• _What needs to be done_
Exact copies of all the records are the expected output.

Natural-language object grounding data:
>>>

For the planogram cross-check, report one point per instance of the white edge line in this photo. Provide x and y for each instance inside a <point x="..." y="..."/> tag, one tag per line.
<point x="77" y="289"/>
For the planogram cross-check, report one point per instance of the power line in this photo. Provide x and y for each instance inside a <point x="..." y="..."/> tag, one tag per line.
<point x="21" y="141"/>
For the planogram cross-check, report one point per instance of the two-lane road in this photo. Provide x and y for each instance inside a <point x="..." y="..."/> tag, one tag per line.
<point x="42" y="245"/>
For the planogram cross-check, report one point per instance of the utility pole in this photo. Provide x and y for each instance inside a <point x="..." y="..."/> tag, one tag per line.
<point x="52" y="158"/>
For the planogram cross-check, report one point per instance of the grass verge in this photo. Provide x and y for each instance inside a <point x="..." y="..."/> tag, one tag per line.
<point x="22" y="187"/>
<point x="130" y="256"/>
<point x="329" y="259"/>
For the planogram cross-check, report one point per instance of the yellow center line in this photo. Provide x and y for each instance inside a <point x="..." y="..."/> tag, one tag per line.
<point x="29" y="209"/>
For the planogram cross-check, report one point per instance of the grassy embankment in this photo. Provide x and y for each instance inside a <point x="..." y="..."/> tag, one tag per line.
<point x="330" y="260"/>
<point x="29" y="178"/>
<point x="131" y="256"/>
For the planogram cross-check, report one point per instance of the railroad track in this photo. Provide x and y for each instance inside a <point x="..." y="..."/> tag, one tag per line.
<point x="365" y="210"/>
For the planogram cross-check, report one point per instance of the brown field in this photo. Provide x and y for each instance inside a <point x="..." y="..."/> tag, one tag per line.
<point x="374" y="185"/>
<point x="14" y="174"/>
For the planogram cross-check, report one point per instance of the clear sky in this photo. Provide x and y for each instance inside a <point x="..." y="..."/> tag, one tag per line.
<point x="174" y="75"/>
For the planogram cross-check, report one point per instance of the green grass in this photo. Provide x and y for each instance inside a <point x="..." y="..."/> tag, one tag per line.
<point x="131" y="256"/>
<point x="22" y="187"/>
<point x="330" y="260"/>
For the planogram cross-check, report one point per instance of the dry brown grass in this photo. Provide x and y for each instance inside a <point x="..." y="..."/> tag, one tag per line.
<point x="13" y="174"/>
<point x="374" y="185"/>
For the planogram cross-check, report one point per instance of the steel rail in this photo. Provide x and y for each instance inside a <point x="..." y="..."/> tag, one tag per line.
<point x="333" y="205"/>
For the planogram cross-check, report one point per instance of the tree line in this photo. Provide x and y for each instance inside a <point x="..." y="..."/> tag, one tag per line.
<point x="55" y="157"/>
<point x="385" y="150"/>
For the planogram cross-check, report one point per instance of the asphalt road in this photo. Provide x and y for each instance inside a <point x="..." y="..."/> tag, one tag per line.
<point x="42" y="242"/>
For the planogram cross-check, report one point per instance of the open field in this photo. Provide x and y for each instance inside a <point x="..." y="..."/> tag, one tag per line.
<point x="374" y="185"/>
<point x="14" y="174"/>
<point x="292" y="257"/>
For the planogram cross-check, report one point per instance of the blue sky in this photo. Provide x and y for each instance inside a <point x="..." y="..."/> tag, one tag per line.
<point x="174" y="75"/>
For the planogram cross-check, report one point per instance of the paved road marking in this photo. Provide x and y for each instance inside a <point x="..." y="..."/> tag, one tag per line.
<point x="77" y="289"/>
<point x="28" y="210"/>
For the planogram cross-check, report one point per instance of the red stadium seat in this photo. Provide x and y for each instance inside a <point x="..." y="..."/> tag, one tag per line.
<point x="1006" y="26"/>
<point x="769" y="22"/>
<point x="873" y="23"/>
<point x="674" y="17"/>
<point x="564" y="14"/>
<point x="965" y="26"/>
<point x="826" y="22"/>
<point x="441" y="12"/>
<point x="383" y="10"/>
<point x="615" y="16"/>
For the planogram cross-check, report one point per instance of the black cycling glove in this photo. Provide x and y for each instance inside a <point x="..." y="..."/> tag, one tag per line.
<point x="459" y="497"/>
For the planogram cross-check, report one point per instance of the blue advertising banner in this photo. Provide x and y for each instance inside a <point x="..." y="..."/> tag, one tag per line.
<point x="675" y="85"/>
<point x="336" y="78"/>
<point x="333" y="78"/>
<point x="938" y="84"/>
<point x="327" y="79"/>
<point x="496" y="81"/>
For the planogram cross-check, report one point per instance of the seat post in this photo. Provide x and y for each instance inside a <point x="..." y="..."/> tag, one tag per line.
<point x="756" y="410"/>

<<<

• _Exercise response_
For the planogram cross-check, report one point per instance of the white edge line in this photo. Provide x and y for each instance inside a <point x="..." y="..."/> tag, one tag per line.
<point x="77" y="289"/>
For the planogram cross-check, report one point per instance of the power line in this photo. Provide x and y for each instance inside a <point x="..." y="..."/> tag, one tag per line.
<point x="21" y="141"/>
For the planogram cross-check, report one point per instance of the two-lane road in this photo. Provide x and y for each instance inside a <point x="..." y="..."/> tag, one tag per line.
<point x="42" y="245"/>
For the planogram cross-check, report one point per instance of the utility pole in this photo. Provide x and y for each instance inside a <point x="..." y="..."/> tag, one tag per line.
<point x="52" y="158"/>
For the planogram cross-check, report one point per instance of the grass verge in this photo. Provide x and y for each instance inside a <point x="..." y="..."/> tag, one tag per line.
<point x="22" y="187"/>
<point x="130" y="256"/>
<point x="329" y="259"/>
For the planogram cross-check, report one point per instance of the yellow center line in this photo. Provide x and y for each instance inside a <point x="..." y="..."/> tag, one tag per line.
<point x="29" y="209"/>
For the planogram cross-check, report one point per instance of the grassy embankment in this photo. Provide x and y for each instance inside a <point x="..." y="..."/> tag, one tag per line.
<point x="330" y="260"/>
<point x="29" y="178"/>
<point x="131" y="256"/>
For the planogram cross-check, report one point per instance of the railroad track in this photo. Provide x and y for each instance inside a <point x="..." y="..."/> tag, one tag per line.
<point x="365" y="210"/>
For the planogram cross-check, report one point per instance of the brown field in this photo. Provide x and y for each instance inside a <point x="..." y="..."/> tag, one tag per line.
<point x="374" y="185"/>
<point x="14" y="174"/>
For the planogram cross-check, report one point per instance of the clear sky in this photo. Provide x and y for each instance inside a <point x="..." y="..."/> tag, one tag per line.
<point x="174" y="75"/>
For the planogram cross-check, report one point per instance of the green grass in this photo. Provide x and y for each instance inside a <point x="..." y="..."/> tag, one tag per line.
<point x="131" y="256"/>
<point x="22" y="187"/>
<point x="330" y="260"/>
For the planogram cross-check, report one point per instance of the dry brown grass in this photo. Provide x and y for each instance inside a <point x="..." y="..."/> tag, one tag per line.
<point x="13" y="174"/>
<point x="374" y="185"/>
For the planogram cross-check, report one point per instance of the steel rail in this photo. Provide x and y for each instance inside a <point x="..." y="..."/> tag, one tag per line.
<point x="333" y="205"/>
For the planogram cross-check, report one point per instance of the tree line in this photo. Provide x and y for each instance inside a <point x="..." y="..."/> tag, one tag per line.
<point x="55" y="157"/>
<point x="385" y="150"/>
For the planogram cross-check, report one point per instance of the asphalt road in this photo. Provide x and y for each instance inside a <point x="..." y="..."/> tag, one tag per line.
<point x="42" y="242"/>
For the planogram cross-check, report one point per instance of the open field in this photo. Provide x and y for each instance inside a <point x="..." y="..."/> tag, one tag per line.
<point x="374" y="185"/>
<point x="14" y="174"/>
<point x="292" y="257"/>
For the planogram cross-check, report one point per instance of the blue sky in this photo. Provide x and y for each instance inside a <point x="..." y="..."/> tag, one tag per line.
<point x="174" y="75"/>
For the planogram cross-check, report one point per instance of the paved road marking in this photo. Provide x and y for each instance inside a <point x="..." y="..."/> tag, one tag per line.
<point x="77" y="289"/>
<point x="28" y="210"/>
For the planogram cross-check, report one point per instance of the red stadium seat in this photo. Provide x and y for each instance inside a <point x="..." y="..."/> tag, one tag per line.
<point x="1006" y="26"/>
<point x="769" y="22"/>
<point x="873" y="23"/>
<point x="674" y="17"/>
<point x="564" y="14"/>
<point x="965" y="26"/>
<point x="826" y="22"/>
<point x="441" y="12"/>
<point x="383" y="10"/>
<point x="615" y="16"/>
For the planogram cross-check, report one point per instance of the black cycling glove in this photo. Provide x and y for each instance inside a <point x="..." y="..."/> tag, one tag per line.
<point x="459" y="497"/>
For the planogram cross-check, report one point per instance of the blue advertising banner in this photo. Provide x and y for each instance inside a <point x="..." y="..."/> tag, one tag per line.
<point x="675" y="85"/>
<point x="336" y="78"/>
<point x="333" y="78"/>
<point x="938" y="84"/>
<point x="327" y="79"/>
<point x="496" y="81"/>
For the planogram cross-check, report one point per instance of the seat post in this photo. Provide x and y for each instance inside a <point x="..." y="..."/> tag, one tag per line.
<point x="756" y="410"/>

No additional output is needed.